Authors say they prefer books in print
A year ago Amazon reported its Kindle e-books were outstripping its sale of printed books.
But reading lists this year show that most authors prefer a proper, old-fashioned book to touch screens.
Writers prefer a well-stuffed bookshelf to one slim tablet, and they admire a well-illustrated book over a touch-screen.
Alain de Botton the philosopher said he dumped e-books when he realised the information didn't sink in without physical contact with a real book.
''I'm a recent apostate from e-books. I found whatever I read on my Kindle, I couldn't remember in the long term. It was as if I'd never read it," he said.
Jilly Cooper missed the ability to make notes on e-book readers in the same way as with traditional books.
''I like to scribble all over [books] and write things and say 'Well done', and 'God how awful' and 'Let's remember that bit'. I always underline good bits and turn over the pages of bits that absolutely knock me out," she said.

Dataset entries:
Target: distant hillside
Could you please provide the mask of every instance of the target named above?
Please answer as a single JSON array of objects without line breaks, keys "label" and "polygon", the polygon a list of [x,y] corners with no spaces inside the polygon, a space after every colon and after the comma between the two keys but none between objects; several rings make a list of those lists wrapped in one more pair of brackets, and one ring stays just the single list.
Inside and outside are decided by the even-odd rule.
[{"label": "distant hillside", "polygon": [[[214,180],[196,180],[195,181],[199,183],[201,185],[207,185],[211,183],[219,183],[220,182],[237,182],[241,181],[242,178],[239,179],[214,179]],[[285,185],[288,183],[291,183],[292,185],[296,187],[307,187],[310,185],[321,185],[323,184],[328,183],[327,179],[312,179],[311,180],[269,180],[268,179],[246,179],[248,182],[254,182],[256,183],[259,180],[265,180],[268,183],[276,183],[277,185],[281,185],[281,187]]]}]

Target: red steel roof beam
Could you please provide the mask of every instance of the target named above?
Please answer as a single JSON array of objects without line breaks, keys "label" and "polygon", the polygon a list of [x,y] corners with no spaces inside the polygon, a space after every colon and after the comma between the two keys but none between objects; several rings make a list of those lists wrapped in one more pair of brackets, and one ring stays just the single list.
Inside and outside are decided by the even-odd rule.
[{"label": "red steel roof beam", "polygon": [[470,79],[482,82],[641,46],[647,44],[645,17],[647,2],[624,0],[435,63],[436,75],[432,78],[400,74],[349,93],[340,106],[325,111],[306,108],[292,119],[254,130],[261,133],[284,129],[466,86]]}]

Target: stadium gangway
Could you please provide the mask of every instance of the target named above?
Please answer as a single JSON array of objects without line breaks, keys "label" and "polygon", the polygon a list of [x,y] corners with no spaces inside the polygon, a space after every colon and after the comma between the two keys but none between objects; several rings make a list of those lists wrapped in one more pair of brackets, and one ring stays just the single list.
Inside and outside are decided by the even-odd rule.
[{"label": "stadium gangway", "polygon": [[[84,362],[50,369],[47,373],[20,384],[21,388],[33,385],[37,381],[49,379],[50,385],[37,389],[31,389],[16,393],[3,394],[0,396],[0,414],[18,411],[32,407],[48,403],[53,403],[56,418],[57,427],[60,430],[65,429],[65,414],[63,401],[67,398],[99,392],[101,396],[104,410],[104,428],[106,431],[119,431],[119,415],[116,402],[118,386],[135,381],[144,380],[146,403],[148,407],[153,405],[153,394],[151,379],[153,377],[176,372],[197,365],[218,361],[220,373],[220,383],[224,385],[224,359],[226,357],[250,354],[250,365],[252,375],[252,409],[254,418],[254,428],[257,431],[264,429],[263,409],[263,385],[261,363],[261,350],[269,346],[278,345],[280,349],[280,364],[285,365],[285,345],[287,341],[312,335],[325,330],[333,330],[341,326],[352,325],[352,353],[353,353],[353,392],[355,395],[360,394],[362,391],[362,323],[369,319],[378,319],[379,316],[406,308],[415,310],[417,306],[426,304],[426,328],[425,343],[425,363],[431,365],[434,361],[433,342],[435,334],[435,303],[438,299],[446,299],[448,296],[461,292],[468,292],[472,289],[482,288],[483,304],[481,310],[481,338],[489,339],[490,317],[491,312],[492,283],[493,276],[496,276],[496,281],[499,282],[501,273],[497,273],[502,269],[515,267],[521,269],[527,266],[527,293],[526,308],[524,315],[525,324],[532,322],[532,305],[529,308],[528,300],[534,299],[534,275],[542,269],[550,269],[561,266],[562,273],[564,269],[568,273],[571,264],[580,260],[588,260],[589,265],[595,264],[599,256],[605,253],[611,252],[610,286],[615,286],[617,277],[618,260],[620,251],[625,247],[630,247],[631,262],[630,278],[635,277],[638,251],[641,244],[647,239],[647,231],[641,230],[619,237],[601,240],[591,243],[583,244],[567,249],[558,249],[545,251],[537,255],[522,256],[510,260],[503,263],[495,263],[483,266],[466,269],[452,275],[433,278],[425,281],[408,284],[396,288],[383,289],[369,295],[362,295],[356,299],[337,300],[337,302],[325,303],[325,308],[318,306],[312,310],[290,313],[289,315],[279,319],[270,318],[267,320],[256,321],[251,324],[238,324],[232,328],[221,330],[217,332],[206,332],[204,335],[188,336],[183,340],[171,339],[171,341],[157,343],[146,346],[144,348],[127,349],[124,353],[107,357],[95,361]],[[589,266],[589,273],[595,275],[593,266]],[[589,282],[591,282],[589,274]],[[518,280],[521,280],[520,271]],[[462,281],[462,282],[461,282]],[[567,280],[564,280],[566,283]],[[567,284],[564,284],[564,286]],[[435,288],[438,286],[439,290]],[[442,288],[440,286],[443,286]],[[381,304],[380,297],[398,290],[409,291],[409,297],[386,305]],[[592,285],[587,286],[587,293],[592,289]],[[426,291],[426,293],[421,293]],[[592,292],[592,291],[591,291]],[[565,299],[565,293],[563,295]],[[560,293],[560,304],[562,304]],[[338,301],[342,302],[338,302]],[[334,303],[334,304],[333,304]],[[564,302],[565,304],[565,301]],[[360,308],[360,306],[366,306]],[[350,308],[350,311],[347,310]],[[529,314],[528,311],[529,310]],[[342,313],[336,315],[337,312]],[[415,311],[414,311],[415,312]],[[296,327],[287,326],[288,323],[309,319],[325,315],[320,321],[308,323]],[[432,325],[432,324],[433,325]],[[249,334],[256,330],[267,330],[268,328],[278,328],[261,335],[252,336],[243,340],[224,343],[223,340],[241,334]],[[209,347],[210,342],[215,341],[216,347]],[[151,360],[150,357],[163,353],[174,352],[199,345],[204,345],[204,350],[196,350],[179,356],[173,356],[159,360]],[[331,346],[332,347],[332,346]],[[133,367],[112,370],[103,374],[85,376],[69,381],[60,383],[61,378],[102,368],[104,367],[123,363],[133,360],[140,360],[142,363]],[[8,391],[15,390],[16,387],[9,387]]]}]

Things to do:
[1] In the article about authors preferring print, why did Alain de Botton give up e-books? Answer in one to three sentences.
[2] Please repeat the passage of the article about authors preferring print, starting with "But reading lists" and going on through "with traditional books.".
[3] Go on with the article about authors preferring print from the point where it stops.
The records were drawn from a separate source.

Task-by-task outputs:
[1] Alain de Botton gave up e-books because he realized the information didn't sink in without physical contact with a real book. He found he couldn't remember in the long term whatever he read on his Kindle, as if he had never read it.

[2]
But reading lists this year show that most authors prefer a proper, old-fashioned book to touch screens.
Writers prefer a well-stuffed bookshelf to one slim tablet, and they admire a well-illustrated book over a touch-screen.
Alain de Botton the philosopher said he dumped e-books when he realised the information didn't sink in without physical contact with a real book.
''I'm a recent apostate from e-books. I found whatever I read on my Kindle, I couldn't remember in the long term. It was as if I'd never read it," he said.
Jilly Cooper missed the ability to make notes on e-book readers in the same way as with traditional books.

[3]
Last year there was a frenzy of e-book buying. The Fifty Shades erotic trilogy by EL James contributed much to the e-book phenomenon, filling the top three slots in last year's e-book sales charts.
But Philip Stone of The Bookseller said growth is slowing.
''After the initial dramatic sales, we've seen enthusiasm wane recently," he said. ''The format is certainly here to stay but we are expecting sales will only increase by around 20 percent in total this year."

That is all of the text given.